Reproduce the rows below line for line, leaving out the pictures.

Picture annotation entries:
+ + + + + + +

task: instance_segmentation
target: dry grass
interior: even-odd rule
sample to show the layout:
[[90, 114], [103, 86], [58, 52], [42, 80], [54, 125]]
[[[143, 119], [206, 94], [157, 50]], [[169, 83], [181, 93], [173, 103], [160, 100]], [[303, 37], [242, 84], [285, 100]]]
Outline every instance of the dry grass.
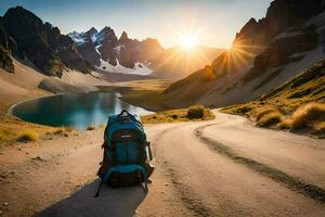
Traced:
[[31, 129], [26, 129], [22, 131], [17, 137], [17, 141], [20, 142], [36, 141], [38, 139], [39, 139], [39, 135]]
[[[197, 108], [197, 106], [198, 105], [196, 105], [195, 107]], [[209, 108], [206, 108], [202, 105], [199, 105], [199, 107], [203, 108], [204, 115], [198, 118], [194, 118], [193, 116], [191, 116], [191, 118], [188, 117], [188, 111], [190, 111], [188, 107], [188, 108], [158, 112], [153, 115], [144, 115], [141, 116], [141, 120], [143, 124], [159, 124], [159, 123], [174, 123], [174, 122], [188, 122], [188, 120], [209, 120], [214, 118], [213, 113]]]
[[94, 130], [95, 128], [96, 128], [95, 126], [90, 125], [90, 126], [87, 127], [87, 130]]
[[62, 133], [66, 133], [66, 132], [72, 132], [74, 129], [70, 127], [58, 127], [55, 128], [54, 130], [51, 130], [49, 132], [47, 132], [48, 135], [62, 135]]
[[274, 108], [264, 108], [259, 111], [258, 113], [256, 113], [255, 117], [256, 120], [259, 122], [263, 116], [265, 116], [269, 113], [278, 113], [276, 110]]
[[187, 118], [198, 119], [203, 118], [205, 115], [205, 107], [203, 105], [192, 105], [187, 110]]
[[318, 123], [314, 124], [313, 129], [316, 132], [325, 133], [325, 122], [318, 122]]
[[294, 129], [309, 127], [317, 120], [325, 119], [325, 104], [309, 103], [298, 107], [291, 115], [291, 127]]

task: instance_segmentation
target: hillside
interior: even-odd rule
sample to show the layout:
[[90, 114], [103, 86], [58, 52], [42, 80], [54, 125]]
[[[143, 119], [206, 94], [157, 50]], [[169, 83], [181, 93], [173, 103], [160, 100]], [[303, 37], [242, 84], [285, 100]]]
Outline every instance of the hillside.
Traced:
[[[76, 51], [69, 37], [22, 7], [9, 9], [1, 17], [0, 26], [1, 35], [4, 36], [2, 43], [9, 44], [3, 47], [4, 51], [1, 53], [8, 50], [13, 56], [24, 60], [26, 64], [46, 75], [61, 77], [65, 69], [81, 73], [90, 73], [92, 69]], [[10, 49], [5, 49], [8, 47]]]
[[264, 18], [243, 26], [230, 51], [172, 84], [167, 103], [225, 106], [266, 93], [324, 59], [324, 23], [321, 0], [273, 1]]
[[[246, 116], [263, 127], [307, 128], [306, 130], [324, 137], [324, 105], [325, 59], [252, 102], [231, 105], [223, 108], [223, 112]], [[299, 125], [295, 125], [295, 122], [301, 115], [304, 117], [299, 120]], [[273, 118], [273, 120], [270, 118]], [[261, 124], [263, 119], [265, 124]]]
[[92, 27], [84, 33], [73, 31], [68, 36], [83, 59], [105, 77], [112, 75], [109, 73], [118, 73], [178, 80], [224, 52], [223, 49], [204, 46], [197, 46], [195, 50], [181, 47], [165, 49], [157, 39], [131, 39], [126, 31], [117, 38], [114, 29], [107, 26], [100, 31]]
[[153, 77], [178, 80], [191, 73], [204, 67], [217, 56], [223, 49], [197, 46], [193, 50], [181, 47], [166, 49], [151, 65]]

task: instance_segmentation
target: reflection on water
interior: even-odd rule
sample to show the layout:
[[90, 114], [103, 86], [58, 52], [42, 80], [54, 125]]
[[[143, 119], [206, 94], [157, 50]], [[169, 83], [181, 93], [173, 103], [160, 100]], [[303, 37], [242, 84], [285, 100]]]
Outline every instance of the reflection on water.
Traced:
[[23, 102], [12, 108], [12, 114], [26, 122], [86, 129], [90, 125], [106, 124], [109, 115], [118, 114], [121, 110], [138, 115], [150, 113], [121, 101], [116, 93], [91, 92]]

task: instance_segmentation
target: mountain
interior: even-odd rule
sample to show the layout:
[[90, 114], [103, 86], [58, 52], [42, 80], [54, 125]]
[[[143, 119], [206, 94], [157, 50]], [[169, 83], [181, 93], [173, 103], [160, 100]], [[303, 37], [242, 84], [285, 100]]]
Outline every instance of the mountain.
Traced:
[[187, 76], [224, 51], [204, 46], [191, 52], [180, 47], [164, 49], [157, 39], [140, 41], [129, 38], [126, 31], [117, 38], [114, 29], [107, 26], [100, 31], [92, 27], [68, 36], [82, 58], [101, 72], [151, 75], [172, 80]]
[[9, 73], [14, 73], [14, 65], [11, 58], [14, 49], [15, 42], [8, 36], [0, 18], [0, 68]]
[[89, 73], [92, 66], [77, 52], [74, 41], [57, 27], [43, 23], [22, 7], [9, 9], [1, 18], [2, 30], [14, 41], [12, 54], [46, 75], [61, 77], [64, 69]]
[[181, 47], [166, 49], [151, 65], [154, 71], [152, 76], [172, 80], [184, 78], [210, 63], [222, 52], [223, 49], [205, 46], [197, 46], [194, 50]]
[[275, 0], [250, 18], [233, 47], [165, 90], [171, 106], [245, 103], [289, 80], [325, 53], [325, 1]]
[[92, 27], [86, 33], [73, 31], [68, 36], [84, 60], [101, 71], [113, 73], [147, 75], [152, 72], [148, 68], [151, 62], [164, 51], [156, 39], [139, 41], [130, 39], [126, 31], [117, 38], [114, 29], [107, 26], [100, 31]]
[[261, 127], [290, 129], [324, 138], [324, 84], [325, 59], [249, 103], [222, 110], [243, 115]]

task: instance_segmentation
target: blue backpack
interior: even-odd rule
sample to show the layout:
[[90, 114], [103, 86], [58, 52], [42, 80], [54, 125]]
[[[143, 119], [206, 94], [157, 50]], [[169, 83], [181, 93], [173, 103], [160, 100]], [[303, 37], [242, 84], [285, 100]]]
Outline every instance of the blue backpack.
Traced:
[[117, 188], [144, 182], [147, 191], [146, 183], [154, 170], [148, 163], [152, 151], [142, 124], [133, 115], [123, 110], [108, 117], [102, 148], [103, 161], [98, 173], [102, 181], [95, 196], [102, 183]]

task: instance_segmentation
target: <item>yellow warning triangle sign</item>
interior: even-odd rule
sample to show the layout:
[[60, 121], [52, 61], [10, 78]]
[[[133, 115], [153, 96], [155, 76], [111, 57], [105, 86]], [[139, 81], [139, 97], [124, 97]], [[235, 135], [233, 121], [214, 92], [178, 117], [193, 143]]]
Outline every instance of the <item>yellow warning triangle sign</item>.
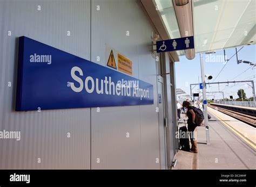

+ + + + + + +

▶ _Response to the task_
task: instance_segmentation
target: dry grass
interior: even-odd rule
sample to show the layout:
[[90, 114], [103, 86], [58, 52], [42, 80], [54, 125]]
[[[143, 119], [206, 94], [157, 50]], [[169, 83], [181, 93], [173, 103], [160, 100]], [[303, 37], [242, 84], [285, 100]]]
Outline every instance of the dry grass.
Traced:
[[31, 129], [26, 129], [22, 131], [17, 137], [17, 141], [20, 142], [36, 141], [38, 139], [39, 139], [39, 135]]
[[[197, 108], [197, 106], [198, 105], [196, 105], [195, 107]], [[209, 108], [206, 108], [202, 105], [199, 105], [199, 107], [203, 108], [204, 115], [198, 118], [194, 118], [193, 116], [191, 116], [191, 118], [188, 117], [188, 111], [190, 111], [188, 107], [188, 108], [158, 112], [153, 115], [144, 115], [141, 116], [141, 120], [143, 124], [159, 124], [159, 123], [174, 123], [174, 122], [188, 122], [188, 120], [209, 120], [214, 118], [213, 113]]]
[[94, 130], [95, 128], [96, 128], [95, 126], [90, 125], [90, 126], [87, 127], [87, 130]]
[[62, 133], [66, 133], [66, 132], [72, 132], [74, 129], [70, 127], [58, 127], [55, 128], [54, 130], [51, 130], [49, 132], [47, 132], [48, 135], [62, 135]]
[[274, 108], [264, 108], [259, 111], [258, 113], [256, 113], [255, 117], [256, 120], [259, 122], [263, 116], [265, 116], [269, 113], [278, 113], [276, 110]]
[[187, 118], [198, 119], [203, 118], [205, 115], [205, 107], [203, 105], [192, 105], [187, 110]]
[[318, 123], [314, 124], [313, 129], [316, 132], [325, 133], [325, 122], [318, 122]]
[[294, 129], [309, 127], [317, 120], [325, 119], [325, 104], [309, 103], [298, 107], [291, 115], [291, 127]]

task: instance_segmentation
target: hillside
interior: even-odd rule
sample to show the layout:
[[90, 114], [103, 86], [58, 52], [42, 80], [54, 125]]
[[[143, 119], [206, 94], [157, 50]], [[169, 83], [181, 93], [173, 103], [160, 100]], [[303, 37], [242, 84], [285, 100]]]
Outline every instance of the hillside.
Traced:
[[[76, 51], [69, 37], [22, 7], [9, 9], [1, 17], [0, 26], [1, 35], [4, 36], [2, 43], [9, 44], [3, 47], [4, 51], [1, 53], [8, 50], [13, 56], [24, 60], [26, 64], [46, 75], [61, 77], [65, 69], [81, 73], [90, 73], [92, 69]], [[10, 49], [5, 49], [8, 47]]]
[[264, 18], [243, 26], [230, 51], [172, 84], [167, 103], [225, 106], [266, 93], [324, 59], [324, 23], [321, 0], [273, 1]]
[[[246, 116], [263, 127], [307, 128], [306, 130], [324, 137], [324, 105], [325, 59], [252, 102], [231, 105], [223, 108], [223, 112]], [[299, 125], [295, 125], [295, 122], [301, 115], [304, 117], [299, 120]], [[273, 118], [273, 120], [270, 118]], [[261, 124], [263, 119], [265, 124]]]
[[92, 27], [84, 33], [73, 31], [68, 36], [83, 59], [105, 77], [112, 75], [109, 73], [118, 73], [178, 80], [224, 52], [223, 49], [204, 46], [197, 46], [195, 50], [181, 47], [165, 49], [157, 39], [131, 39], [126, 31], [117, 38], [114, 29], [107, 26], [100, 31]]
[[153, 77], [178, 80], [191, 73], [204, 67], [217, 56], [223, 49], [197, 46], [193, 50], [181, 47], [166, 49], [151, 65]]

task: instance_segmentation
target: reflection on water
interior: even-odd rule
sample to show the layout:
[[90, 114], [103, 86], [58, 52], [42, 80], [54, 125]]
[[[143, 119], [206, 94], [157, 50]], [[169, 83], [181, 93], [173, 103], [160, 100]], [[303, 37], [242, 84], [285, 100]]]
Outline every instance of the reflection on water.
Traced:
[[23, 102], [12, 108], [12, 114], [26, 122], [86, 129], [90, 125], [106, 124], [109, 115], [118, 114], [121, 110], [138, 115], [150, 113], [121, 101], [116, 93], [91, 92]]

task: instance_segmentation
target: mountain
interior: even-odd rule
sample to show the layout:
[[90, 114], [103, 86], [58, 52], [42, 80], [54, 125]]
[[[143, 119], [206, 94], [157, 50]], [[169, 83], [181, 93], [173, 103], [160, 100]], [[303, 37], [242, 84], [285, 100]]]
Outline every instance of the mountain.
Traced:
[[187, 76], [224, 51], [204, 46], [191, 52], [180, 47], [164, 49], [157, 39], [140, 41], [129, 38], [126, 31], [117, 38], [114, 29], [107, 26], [100, 31], [92, 27], [68, 36], [82, 58], [101, 72], [151, 75], [172, 80]]
[[9, 73], [14, 73], [14, 65], [11, 58], [14, 49], [15, 42], [8, 36], [0, 18], [0, 68]]
[[89, 73], [92, 66], [77, 52], [74, 41], [57, 27], [43, 23], [22, 7], [9, 9], [1, 18], [2, 30], [14, 41], [12, 54], [46, 75], [61, 77], [64, 69]]
[[181, 47], [166, 49], [151, 65], [154, 71], [152, 76], [172, 80], [184, 78], [210, 63], [222, 52], [223, 49], [205, 46], [197, 46], [194, 50]]
[[275, 0], [250, 18], [233, 47], [165, 90], [171, 106], [245, 103], [289, 80], [325, 53], [325, 1]]
[[92, 27], [86, 33], [73, 31], [68, 36], [84, 60], [101, 71], [113, 73], [147, 75], [152, 72], [148, 68], [151, 62], [164, 51], [156, 39], [139, 41], [130, 39], [126, 31], [117, 38], [114, 29], [107, 26], [100, 31]]
[[261, 127], [290, 129], [324, 138], [324, 84], [325, 59], [249, 103], [222, 110], [243, 115]]

task: instance_segmentation
target: blue backpack
interior: even-odd rule
sample to show the layout:
[[90, 114], [103, 86], [58, 52], [42, 80], [54, 125]]
[[[143, 119], [206, 94], [157, 50]], [[169, 83], [181, 93], [173, 103], [160, 100]], [[303, 37], [242, 84], [285, 100]]]
Outline every instance of the blue backpack.
Traced:
[[117, 188], [144, 182], [147, 191], [146, 183], [154, 170], [148, 163], [152, 151], [142, 124], [133, 115], [123, 110], [108, 117], [102, 148], [103, 161], [98, 173], [102, 181], [95, 196], [102, 183]]

task: instance_segmentation
target: <item>yellow warning triangle sign</item>
interior: even-odd rule
sample to show the layout:
[[60, 121], [52, 61], [10, 78]]
[[[133, 115], [153, 96], [155, 76], [111, 57], [105, 86]], [[139, 81], [139, 97], [124, 97]], [[235, 135], [233, 121], [214, 92], [178, 117], [193, 143]]]
Outline every instance of the <item>yellow warning triangle sign</item>.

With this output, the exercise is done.